Deel 29
En men bleef me meenemen, al moest ik vaak urenlang aanhoren hoe men niet fout geweest was in de 'Krieg'. Tenslotte kwam ik bij de geklinknagelde poort naar mijn verloren paradijs: de ferry van Putgarden naar Rodbyhavn.
Ik deed m'n uiterste best om aan boord een lift richting Kopenhagen te versieren. Ik heb een beetje een hekel aan zulk soort gebedel, ga liever aan de weg staan en laat de keuze aan de gifter, dan weet je tenminste dat je welkom bent. Of niet natuurlijk. Maar dit was puur een noodgeval, de laatste drempel, de douane en dan met maar 60 dollar op zak, ik kon geen enkel risico lopen.
Maar het lukte niet en toen ik als enige wandelpassagier de Deense bodem betrad werd ik terzijde genomen en gevraagd of ik voldoende geld of een uitnodiging kon tonen.
Ik lichtte op, natuurlijk kon ik dat, mijn dierbaarste bezit, mijn brief van Karen, hier, lees maar, lees, ze mochten alles van me weten als ik maar door kon. Ik was opeens voor hun zelfs blij.
Maar de ene douane zei: 'The oldest trick in the book' en de andere gromde alleen maar.
'What's the matter?'
'The stamps, what did you do with the stamps?'
Ik voelde m'n hart in de schoenen zinken, 'I gave them to some Israeli kids'.
'We think you wrote this yourself'.
Ik voelde me overmeesterd door het soort onkruidlogica dat gedijt op ontkenning. Het werd zwart voor m'n ogen en ik probeerde een bank te bereiken. De douaniers vingen me elk bij een arm en met een 'Afvist' (=afgewezen) stempel in mijn paspoort werd ik weer op de boot gezet.

══════════

• [Opdrachten]
(1) Neem uit de leestekst het gedeelte over dat opent met de woorden "Maar het lukte" en sluit met "hun zelfs blij.".
(2) Beantwoord de volgende vragen over de leestekst.
(a) Tussen welke twee plaatsen vaart de ferry die in de leestekst genoemd wordt?
(b) Hoeveel geld had de ik-figuur op zak?
(c) Welke stempel kreeg de ik-figuur van de douane in het paspoort?

• [Gegeven items]
══════════

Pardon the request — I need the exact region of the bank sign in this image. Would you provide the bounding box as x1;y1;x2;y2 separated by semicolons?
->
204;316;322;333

══════════

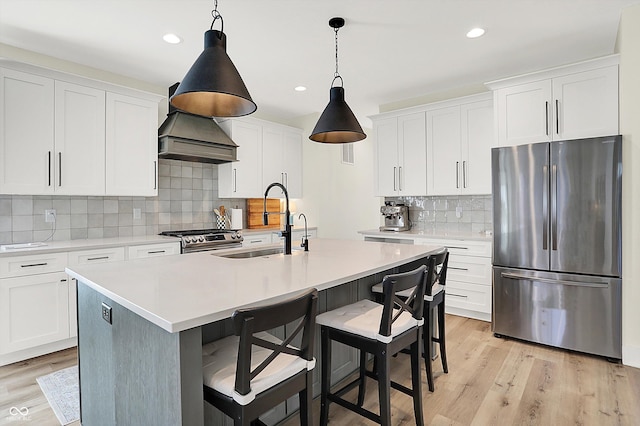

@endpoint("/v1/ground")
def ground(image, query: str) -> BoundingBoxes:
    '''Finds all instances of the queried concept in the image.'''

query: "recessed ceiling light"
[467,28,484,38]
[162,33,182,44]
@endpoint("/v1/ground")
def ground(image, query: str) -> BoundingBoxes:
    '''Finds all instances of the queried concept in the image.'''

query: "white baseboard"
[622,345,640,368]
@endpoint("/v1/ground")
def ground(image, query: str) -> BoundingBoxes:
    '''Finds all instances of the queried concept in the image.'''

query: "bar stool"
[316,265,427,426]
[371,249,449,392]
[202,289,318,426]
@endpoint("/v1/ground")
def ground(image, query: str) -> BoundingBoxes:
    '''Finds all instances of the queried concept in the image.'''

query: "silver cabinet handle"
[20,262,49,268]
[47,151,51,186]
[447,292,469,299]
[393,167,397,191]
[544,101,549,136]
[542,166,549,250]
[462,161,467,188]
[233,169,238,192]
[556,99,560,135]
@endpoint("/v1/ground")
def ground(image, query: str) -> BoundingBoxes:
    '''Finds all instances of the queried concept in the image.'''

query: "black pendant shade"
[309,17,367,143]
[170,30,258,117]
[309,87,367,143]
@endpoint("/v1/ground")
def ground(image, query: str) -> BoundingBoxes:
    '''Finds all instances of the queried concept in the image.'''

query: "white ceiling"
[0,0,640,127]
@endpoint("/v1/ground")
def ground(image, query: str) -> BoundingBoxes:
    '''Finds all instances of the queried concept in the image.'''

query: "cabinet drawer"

══════════

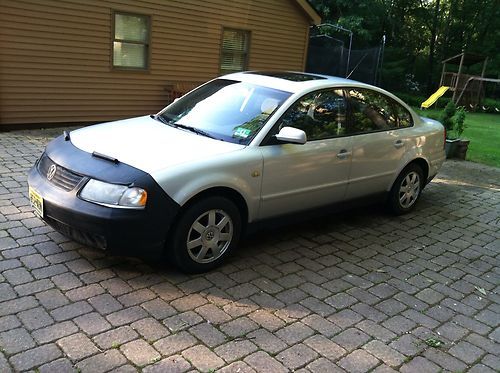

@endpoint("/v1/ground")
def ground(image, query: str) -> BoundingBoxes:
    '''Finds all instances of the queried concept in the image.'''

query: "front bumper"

══════════

• [Antwoorden]
(1)
Maar het lukte niet en toen ik als enige wandelpassagier de Deense bodem betrad werd ik terzijde genomen en gevraagd of ik voldoende geld of een uitnodiging kon tonen.
Ik lichtte op, natuurlijk kon ik dat, mijn dierbaarste bezit, mijn brief van Karen, hier, lees maar, lees, ze mochten alles van me weten als ik maar door kon. Ik was opeens voor hun zelfs blij.

(2)
(a) Tussen Putgarden en Rodbyhavn.
(b) 60 dollar.
(c) Een 'Afvist'-stempel (afgewezen).